## Task description
Write out every line from the listing below where the string "each" is found.

**** Exercise materials

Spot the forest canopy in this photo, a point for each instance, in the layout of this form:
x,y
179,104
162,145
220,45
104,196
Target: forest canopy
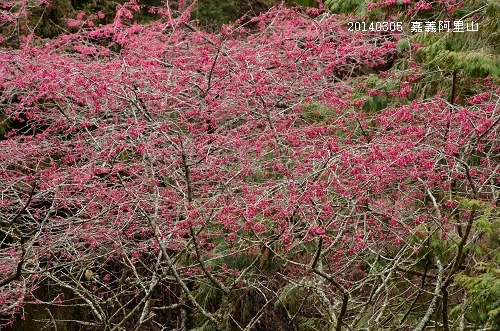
x,y
165,166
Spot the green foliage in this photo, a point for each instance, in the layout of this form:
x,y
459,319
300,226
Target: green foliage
x,y
483,294
215,12
307,3
316,112
470,53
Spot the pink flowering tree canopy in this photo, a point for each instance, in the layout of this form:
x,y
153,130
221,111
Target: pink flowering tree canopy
x,y
158,176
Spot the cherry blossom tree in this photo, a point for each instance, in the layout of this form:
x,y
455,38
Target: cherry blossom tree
x,y
157,176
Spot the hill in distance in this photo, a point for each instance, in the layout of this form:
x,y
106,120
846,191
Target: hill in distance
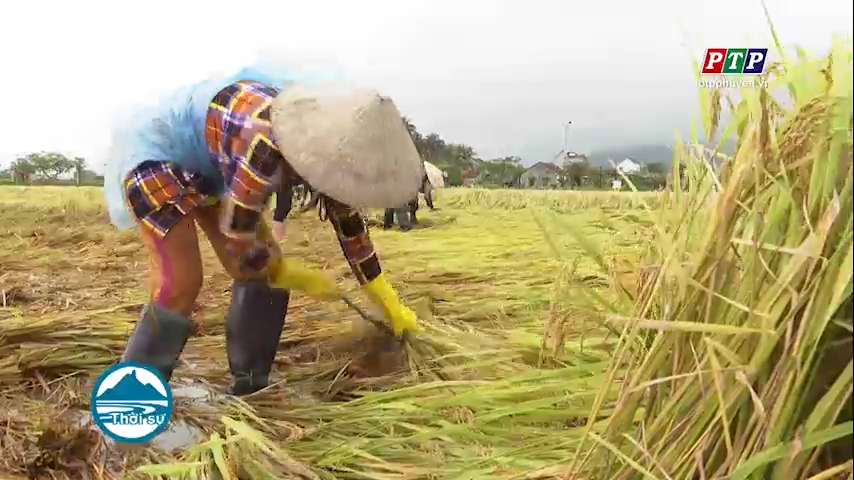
x,y
131,388
640,153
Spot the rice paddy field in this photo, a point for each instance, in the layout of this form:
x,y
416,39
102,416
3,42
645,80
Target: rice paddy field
x,y
702,333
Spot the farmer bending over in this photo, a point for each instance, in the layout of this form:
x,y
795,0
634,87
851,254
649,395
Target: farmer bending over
x,y
406,213
211,156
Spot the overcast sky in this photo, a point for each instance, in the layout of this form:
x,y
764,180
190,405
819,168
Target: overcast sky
x,y
500,75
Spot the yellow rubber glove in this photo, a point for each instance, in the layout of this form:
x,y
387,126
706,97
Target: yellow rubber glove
x,y
290,274
402,318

********

## Task result
Spot the forest canopy in this photo, a point for each instance, in the layout of this form:
Spot the green foliage in this photo, a point for each instance, in the layout of this form:
Spot the pink flowering tree canopy in this photo, a point for each instance, in the layout of this form:
Spot the cherry blossom tree in this photo, a point for each instance, in the layout of this form:
Spot the hill in distance in this photo, a point for each instance, in the layout of this form:
Spot the rice paddy field in this photo, a point for each instance, in the layout of this form:
Spot the farmer bending over in this photo, a point for each instance, in the layout of this form:
Spot the overcast sky in this photo, a point for each instance, in the layout of this form:
Spot the yellow rubber glove in this photo, a point for each instance, in the layout of this form:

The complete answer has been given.